▶ _Fragment_:
--------------------------------

Epic: Pojedynek - recenzja gry
Epicki Pojedynek
Epic Card Game: Pojedynek
Polski wydawca: IUVI Games Autorzy: Rob Dougherty, Darwin Kastle
Mówi się, że kiedy bogowie stoczyli swoją pierwszą wojnę, zniszczyli świat. Zgodzili się więc, że po jego odtworzeniu nie będą już walczyć ze sobą bezpośrednio, ale jedynie poprzez swoich czempionów. Boscy wojownicy, od zwykłych żołnierzy, przez demony i magów, aż po smoki i olbrzymy, stają do epickich starć w imieniu swoich boskich patronów.
Wprowadzenie
Epic: Pojedynek, to gra karciana z tak ciekawym tłem, że nie wiadomo od czego zacząć. Zacznijmy więc może od autorów: Rob Dougherty i Darwin Kastle to weterani Magic the Gathering i zarazem twórcy znakomitych gier Star Realms i Hero Realms. Obaj należą do Magic Pro Tour Hall of Fame i kiedy mówią, że ich Epic Card Game ma odtwarzać odczucia towarzyszące grze w kolekcjonerskie gry karciane, takie jak Magic the Gathering, bez typowych dla tego gatunku wad, to można zakładać, że wiedzą co mówią.
W skrócie więc, dwóch weteranów MtG i zarazem twórców dwóch znakomitych deck builderów postanowiło stworzyć grę karcianą, w którą gra się jak w MtG, ale która nie jest ani grą kolekcjonerską, ani deck builderem. I tak dochodzimy do Epic Card Game, której pierwszą odsłoną dostępną na polskim rynku lada moment (premiera w maju 2022) stanie się Epic: Pojedynek.
Zapowiada się ciekawie.

--------------------------------

▶ _Blok danych_:

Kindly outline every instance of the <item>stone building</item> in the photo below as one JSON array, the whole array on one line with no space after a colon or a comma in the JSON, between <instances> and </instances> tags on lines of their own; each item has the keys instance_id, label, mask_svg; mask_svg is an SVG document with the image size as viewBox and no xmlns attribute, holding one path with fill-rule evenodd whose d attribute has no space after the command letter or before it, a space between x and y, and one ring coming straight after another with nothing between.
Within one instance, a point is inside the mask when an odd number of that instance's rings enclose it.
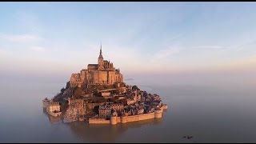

--------------------------------

▶ _Polecenie_: Powtórz dosłownie tę część recenzji gry, która zaczyna się od słów zawierających „Wprowadzenie”, a kończy na „się Epic: Pojedynek.”. Wiersze z bloku danych nie są tu do niczego potrzebne.

▶ _Odpowiedź_:
Wprowadzenie
Epic: Pojedynek, to gra karciana z tak ciekawym tłem, że nie wiadomo od czego zacząć. Zacznijmy więc może od autorów: Rob Dougherty i Darwin Kastle to weterani Magic the Gathering i zarazem twórcy znakomitych gier Star Realms i Hero Realms. Obaj należą do Magic Pro Tour Hall of Fame i kiedy mówią, że ich Epic Card Game ma odtwarzać odczucia towarzyszące grze w kolekcjonerskie gry karciane, takie jak Magic the Gathering, bez typowych dla tego gatunku wad, to można zakładać, że wiedzą co mówią.
W skrócie więc, dwóch weteranów MtG i zarazem twórców dwóch znakomitych deck builderów postanowiło stworzyć grę karcianą, w którą gra się jak w MtG, ale która nie jest ani grą kolekcjonerską, ani deck builderem. I tak dochodzimy do Epic Card Game, której pierwszą odsłoną dostępną na polskim rynku lada moment (premiera w maju 2022) stanie się Epic: Pojedynek.